**Exercises to complete:**
A. In the essay on medical specialization, how many pins does a person working alone scarcely make in a day?
B. Extend the essay on medical specialization, picking up right after its last sentence.

Our Unsustainable Culture of Medical Specialization
Patients with multiple chronic diseases receive overall suboptimal care, and their disjointed treatment plans result in redundancies and inefficiencies that put disproportionate pressure on our health care system.

Morris MacMatzen/Reuters
Adam Smith would have described our health care system not with his invisible hand, but with a pin-maker. In The Wealth of Nations, a parable about a pin-maker elucidates the benefits of division of labor: while a person working alone scarcely makes 20 pins in a day, a team of 10 that divides up shaping, sharpening, and painting pins can produce tens of thousands of pins per day. Workers become more efficient as they specialize by developing a skill, creating new technology to aid them, and not wasting time switching between tasks.
Our medical system mirrors this 200-year-old model: just as each member of Smith's pin-making team masters discrete tasks, each doctor masters an organ system, surgery, or aspect of patient care. The cardiologist sees patients with heart problems, the psychiatrist depression, the oncologist cancer, and they all purportedly treat these respective diseases better than a single general physician.
Over the past 30 years, economic pressures have forced even primary care, long the last bastion of the generalist, to split duties between full-time hospitalists and outpatient clinicians. As Smith would have predicted, these divisions of labor cure single diseases and manage routine care with the quality and efficiency.

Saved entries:

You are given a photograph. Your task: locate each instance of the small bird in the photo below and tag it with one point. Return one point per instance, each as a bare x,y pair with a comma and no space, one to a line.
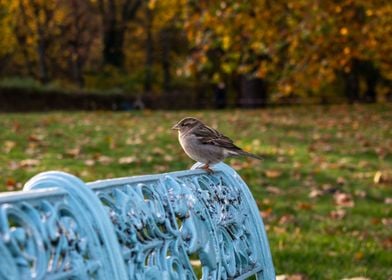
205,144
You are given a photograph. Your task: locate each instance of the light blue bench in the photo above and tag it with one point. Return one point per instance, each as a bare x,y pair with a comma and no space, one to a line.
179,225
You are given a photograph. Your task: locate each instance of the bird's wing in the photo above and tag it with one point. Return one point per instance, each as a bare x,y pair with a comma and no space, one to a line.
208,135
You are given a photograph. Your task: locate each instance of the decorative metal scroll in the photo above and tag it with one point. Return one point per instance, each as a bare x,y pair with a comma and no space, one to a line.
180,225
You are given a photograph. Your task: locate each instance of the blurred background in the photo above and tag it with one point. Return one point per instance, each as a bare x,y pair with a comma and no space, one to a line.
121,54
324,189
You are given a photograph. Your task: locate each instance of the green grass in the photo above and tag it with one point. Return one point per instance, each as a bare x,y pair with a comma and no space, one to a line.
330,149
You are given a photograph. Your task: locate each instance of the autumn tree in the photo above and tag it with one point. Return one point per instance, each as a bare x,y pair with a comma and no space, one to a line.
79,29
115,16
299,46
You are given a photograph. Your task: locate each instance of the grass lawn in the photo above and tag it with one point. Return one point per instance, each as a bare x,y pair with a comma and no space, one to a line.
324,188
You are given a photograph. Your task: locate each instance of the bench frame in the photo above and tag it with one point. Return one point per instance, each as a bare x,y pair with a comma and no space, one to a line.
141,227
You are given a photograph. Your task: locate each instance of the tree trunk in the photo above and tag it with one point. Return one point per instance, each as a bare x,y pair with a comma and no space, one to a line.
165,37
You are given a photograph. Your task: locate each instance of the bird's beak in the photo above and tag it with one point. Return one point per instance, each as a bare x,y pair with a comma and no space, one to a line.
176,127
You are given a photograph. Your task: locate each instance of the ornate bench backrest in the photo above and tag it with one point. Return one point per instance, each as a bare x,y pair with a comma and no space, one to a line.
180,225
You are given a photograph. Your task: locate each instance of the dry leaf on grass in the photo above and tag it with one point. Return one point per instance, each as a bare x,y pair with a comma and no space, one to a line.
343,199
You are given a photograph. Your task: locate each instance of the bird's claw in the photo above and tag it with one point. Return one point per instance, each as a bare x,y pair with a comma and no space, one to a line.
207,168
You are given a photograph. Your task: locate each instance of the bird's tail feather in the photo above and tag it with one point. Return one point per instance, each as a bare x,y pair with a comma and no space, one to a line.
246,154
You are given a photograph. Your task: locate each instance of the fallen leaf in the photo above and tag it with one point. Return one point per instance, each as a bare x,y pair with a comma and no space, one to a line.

**Responses per task:**
A. About 20 pins.

B.
Yet, these benefits break down in the face of problems that cut across the divisions; namely, people with multiple chronic diseases. These patients, said to have multimorbidity, see a different specialist acting in isolation for each condition. Additionally, because clinical care guidelines and randomly controlled research trials typically focus on patients with only one disease to avoid confounding variables, specialists rarely know how treatment they administer interacts with other concurrent treatments. This fragmentation results in frequent adverse reactions to drug combinations, redundant or ineffective care, and overall poor health outcomes.
Not only do multimorbid patients receive suboptimal care, but the unnecessary hospitalizations, redundant tests, and disjointed care they receive put disproportionate pressure on our health system. A 2010 report from the Robert Wood Johnson Foundation suggests that the 75 million Americans with multiple chronic ailments, a quarter of our population, account for 65 percent of all health expenditures.
Patients with multiple chronic diseases are not an anomaly; they are quickly becoming the norm. Recently, a group of researchers in Scotland examined the healthcare usage of 1.7 million people -- nearly a third of the country. Their findings, published in The Lancet, suggest that 23 percent of Scottish people have multimorbidity, roughly the same percentage as in the United States, and that this percentage increases drastically as people age.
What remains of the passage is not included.